• [REQUIREMENTS] Identify each line in the data file below that contains the word "whisker", and copy those lines.

• [Part of a data file]
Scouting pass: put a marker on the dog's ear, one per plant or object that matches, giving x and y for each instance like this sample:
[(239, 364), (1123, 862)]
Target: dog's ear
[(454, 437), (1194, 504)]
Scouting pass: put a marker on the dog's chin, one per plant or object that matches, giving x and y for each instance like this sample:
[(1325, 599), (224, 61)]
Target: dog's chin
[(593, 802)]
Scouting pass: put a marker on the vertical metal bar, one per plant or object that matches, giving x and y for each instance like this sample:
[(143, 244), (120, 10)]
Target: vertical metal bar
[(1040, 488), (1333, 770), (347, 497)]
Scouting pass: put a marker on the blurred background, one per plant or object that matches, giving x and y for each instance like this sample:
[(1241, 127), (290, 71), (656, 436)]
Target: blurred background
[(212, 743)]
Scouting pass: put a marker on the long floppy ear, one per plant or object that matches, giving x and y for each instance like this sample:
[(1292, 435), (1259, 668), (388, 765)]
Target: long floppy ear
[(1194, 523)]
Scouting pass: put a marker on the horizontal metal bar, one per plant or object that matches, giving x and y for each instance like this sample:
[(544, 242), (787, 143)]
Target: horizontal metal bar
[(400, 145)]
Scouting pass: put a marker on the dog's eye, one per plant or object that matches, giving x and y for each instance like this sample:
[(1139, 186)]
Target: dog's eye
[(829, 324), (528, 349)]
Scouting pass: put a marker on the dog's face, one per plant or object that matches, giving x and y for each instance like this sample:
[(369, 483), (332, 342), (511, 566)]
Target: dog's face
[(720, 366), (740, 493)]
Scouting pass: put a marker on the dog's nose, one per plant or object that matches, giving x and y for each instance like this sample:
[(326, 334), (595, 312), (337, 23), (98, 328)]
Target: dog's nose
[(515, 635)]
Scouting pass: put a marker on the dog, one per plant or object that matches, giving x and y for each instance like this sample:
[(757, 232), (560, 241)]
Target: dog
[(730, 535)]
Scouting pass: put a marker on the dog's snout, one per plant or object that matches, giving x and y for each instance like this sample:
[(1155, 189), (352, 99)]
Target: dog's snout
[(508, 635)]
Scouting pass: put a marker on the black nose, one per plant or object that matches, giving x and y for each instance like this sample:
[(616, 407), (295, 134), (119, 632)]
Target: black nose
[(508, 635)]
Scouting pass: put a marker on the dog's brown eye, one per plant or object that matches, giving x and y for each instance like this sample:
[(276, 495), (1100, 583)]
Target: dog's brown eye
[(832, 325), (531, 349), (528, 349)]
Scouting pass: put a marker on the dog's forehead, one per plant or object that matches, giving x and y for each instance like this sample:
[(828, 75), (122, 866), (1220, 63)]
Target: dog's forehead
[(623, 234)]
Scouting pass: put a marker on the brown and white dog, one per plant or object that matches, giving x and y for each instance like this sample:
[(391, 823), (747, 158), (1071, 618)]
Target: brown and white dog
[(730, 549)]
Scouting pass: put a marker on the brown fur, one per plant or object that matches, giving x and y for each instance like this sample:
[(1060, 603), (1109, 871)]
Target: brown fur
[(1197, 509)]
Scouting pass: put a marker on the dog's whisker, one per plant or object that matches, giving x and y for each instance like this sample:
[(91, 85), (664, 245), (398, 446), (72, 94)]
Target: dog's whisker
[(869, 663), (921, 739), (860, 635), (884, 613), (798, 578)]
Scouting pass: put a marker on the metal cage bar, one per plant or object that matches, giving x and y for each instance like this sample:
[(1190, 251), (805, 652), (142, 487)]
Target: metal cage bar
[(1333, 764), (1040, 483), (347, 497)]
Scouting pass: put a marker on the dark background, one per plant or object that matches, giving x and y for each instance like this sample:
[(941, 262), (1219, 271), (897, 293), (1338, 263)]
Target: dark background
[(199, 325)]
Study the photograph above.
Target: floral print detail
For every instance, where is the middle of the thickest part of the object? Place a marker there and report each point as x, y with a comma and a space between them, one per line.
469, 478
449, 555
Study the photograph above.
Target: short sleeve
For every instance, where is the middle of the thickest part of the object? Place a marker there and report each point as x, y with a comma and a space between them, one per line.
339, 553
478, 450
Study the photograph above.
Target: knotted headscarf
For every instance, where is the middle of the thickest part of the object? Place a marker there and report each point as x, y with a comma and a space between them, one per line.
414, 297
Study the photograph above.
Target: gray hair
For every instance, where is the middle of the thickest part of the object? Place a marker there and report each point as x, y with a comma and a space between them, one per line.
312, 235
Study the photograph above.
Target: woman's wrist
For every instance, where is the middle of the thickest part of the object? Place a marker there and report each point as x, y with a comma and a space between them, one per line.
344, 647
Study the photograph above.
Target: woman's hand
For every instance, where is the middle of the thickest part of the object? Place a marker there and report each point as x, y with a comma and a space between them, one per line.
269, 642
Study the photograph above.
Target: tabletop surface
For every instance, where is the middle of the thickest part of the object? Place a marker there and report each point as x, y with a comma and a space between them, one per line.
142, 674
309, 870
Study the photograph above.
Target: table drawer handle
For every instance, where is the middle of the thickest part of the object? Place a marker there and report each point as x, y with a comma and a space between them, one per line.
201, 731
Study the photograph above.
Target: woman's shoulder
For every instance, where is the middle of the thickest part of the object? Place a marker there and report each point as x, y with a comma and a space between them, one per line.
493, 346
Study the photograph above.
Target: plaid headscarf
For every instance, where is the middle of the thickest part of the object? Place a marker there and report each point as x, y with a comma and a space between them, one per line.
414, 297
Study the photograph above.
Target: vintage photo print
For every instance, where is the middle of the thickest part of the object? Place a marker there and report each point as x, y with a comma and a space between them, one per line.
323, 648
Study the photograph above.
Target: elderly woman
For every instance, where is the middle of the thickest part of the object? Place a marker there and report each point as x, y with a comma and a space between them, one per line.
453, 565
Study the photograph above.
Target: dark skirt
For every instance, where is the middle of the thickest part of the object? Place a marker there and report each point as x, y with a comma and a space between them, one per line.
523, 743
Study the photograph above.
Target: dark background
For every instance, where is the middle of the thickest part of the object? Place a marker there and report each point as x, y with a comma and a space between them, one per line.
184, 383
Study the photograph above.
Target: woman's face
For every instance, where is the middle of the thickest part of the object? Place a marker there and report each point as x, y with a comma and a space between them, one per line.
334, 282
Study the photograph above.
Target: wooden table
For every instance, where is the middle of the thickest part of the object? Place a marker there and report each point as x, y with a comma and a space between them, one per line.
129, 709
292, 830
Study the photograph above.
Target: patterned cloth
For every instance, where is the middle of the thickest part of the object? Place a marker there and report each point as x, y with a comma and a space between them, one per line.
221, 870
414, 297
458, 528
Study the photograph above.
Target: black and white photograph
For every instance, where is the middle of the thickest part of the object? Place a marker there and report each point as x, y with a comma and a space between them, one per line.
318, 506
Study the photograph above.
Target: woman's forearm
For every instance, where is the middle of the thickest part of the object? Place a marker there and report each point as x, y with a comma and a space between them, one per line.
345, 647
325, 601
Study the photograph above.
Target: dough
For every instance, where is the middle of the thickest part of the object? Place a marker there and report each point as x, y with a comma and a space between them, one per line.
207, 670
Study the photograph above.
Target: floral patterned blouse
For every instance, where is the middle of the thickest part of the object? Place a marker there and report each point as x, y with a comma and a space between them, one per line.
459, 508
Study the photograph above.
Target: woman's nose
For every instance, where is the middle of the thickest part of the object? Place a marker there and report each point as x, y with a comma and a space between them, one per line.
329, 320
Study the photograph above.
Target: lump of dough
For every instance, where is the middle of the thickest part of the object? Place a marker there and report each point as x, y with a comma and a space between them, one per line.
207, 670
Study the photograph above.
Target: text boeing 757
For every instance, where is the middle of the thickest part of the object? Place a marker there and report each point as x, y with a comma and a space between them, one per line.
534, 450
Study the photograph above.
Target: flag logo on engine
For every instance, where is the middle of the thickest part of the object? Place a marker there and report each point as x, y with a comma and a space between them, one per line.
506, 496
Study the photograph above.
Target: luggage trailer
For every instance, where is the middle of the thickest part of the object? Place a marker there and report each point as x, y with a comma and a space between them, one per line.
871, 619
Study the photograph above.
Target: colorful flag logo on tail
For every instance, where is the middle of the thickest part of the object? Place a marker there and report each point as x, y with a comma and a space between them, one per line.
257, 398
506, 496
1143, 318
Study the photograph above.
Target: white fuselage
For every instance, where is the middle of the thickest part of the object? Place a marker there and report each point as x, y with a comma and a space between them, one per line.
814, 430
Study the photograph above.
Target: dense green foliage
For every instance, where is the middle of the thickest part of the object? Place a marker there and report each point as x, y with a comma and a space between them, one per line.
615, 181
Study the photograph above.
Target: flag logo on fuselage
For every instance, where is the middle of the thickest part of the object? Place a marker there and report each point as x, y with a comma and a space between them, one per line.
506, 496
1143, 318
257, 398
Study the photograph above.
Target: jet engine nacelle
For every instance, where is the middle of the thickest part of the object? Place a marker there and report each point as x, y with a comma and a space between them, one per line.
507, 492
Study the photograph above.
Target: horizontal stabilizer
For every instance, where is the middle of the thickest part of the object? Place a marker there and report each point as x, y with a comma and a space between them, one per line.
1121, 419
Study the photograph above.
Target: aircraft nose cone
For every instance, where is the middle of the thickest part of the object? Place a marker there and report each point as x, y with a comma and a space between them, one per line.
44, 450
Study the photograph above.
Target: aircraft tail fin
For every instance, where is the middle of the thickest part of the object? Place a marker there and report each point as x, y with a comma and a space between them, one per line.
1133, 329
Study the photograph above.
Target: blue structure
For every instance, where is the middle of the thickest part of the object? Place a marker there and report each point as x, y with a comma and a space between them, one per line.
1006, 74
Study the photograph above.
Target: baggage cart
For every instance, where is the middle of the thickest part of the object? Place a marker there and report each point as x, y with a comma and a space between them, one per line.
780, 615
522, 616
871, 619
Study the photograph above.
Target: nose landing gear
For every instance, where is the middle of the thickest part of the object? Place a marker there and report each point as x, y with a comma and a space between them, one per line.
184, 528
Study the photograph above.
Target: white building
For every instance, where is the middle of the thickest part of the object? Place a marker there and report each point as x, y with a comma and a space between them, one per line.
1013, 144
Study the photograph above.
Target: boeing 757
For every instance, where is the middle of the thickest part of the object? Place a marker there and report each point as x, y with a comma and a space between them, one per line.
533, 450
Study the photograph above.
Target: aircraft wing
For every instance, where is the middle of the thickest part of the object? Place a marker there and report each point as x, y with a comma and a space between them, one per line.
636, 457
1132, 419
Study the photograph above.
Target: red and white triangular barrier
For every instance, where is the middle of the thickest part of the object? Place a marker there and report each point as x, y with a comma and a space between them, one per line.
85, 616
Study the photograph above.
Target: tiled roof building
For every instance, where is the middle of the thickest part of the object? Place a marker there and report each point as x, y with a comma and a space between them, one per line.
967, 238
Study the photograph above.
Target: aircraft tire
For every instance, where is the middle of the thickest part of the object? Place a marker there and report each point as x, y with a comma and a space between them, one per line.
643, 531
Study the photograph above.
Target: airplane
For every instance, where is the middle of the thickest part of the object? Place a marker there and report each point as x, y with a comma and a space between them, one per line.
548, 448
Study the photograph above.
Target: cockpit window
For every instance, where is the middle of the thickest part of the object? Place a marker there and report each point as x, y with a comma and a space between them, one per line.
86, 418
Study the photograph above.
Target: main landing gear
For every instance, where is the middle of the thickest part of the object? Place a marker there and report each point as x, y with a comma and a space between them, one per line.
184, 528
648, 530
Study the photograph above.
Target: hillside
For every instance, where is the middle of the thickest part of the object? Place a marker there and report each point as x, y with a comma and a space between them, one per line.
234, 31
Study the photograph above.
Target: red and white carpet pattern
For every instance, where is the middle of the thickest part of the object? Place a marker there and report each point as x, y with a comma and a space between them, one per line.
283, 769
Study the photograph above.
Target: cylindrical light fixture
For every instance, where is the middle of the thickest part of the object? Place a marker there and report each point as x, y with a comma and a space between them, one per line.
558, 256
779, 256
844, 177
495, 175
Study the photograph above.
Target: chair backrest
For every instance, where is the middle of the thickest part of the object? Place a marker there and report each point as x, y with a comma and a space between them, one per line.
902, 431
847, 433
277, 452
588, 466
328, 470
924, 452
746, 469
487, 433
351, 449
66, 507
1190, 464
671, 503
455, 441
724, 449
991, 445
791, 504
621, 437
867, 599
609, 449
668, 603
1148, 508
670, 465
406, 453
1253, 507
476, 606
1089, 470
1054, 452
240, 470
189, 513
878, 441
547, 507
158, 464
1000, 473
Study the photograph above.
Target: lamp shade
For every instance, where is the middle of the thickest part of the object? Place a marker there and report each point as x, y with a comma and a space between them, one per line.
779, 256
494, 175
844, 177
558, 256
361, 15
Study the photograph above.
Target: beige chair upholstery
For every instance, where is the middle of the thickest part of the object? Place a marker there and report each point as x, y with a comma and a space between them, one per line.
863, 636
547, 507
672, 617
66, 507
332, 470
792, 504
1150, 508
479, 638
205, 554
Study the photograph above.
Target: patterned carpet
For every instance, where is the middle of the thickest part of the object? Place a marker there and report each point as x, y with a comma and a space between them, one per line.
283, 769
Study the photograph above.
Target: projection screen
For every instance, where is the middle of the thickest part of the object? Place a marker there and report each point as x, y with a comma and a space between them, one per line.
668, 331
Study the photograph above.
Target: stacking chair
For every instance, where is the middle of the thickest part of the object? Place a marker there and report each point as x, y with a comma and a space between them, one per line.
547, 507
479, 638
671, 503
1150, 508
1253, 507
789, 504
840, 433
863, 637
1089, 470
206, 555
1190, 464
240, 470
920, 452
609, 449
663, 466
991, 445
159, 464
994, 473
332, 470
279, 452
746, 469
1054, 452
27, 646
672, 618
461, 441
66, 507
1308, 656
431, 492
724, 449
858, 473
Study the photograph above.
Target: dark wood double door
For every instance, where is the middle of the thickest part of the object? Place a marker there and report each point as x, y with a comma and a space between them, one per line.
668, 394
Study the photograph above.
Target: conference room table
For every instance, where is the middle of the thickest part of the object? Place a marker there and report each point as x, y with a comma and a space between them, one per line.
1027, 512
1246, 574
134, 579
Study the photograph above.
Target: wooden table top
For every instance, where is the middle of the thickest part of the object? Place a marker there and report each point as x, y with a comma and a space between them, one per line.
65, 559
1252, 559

• [CORRECT RESPONSE]
Scouting pass: put a marker on the dog's whisker, one per plant or object that matches, giving x and y for each instance like this sample:
Target: dog's whisker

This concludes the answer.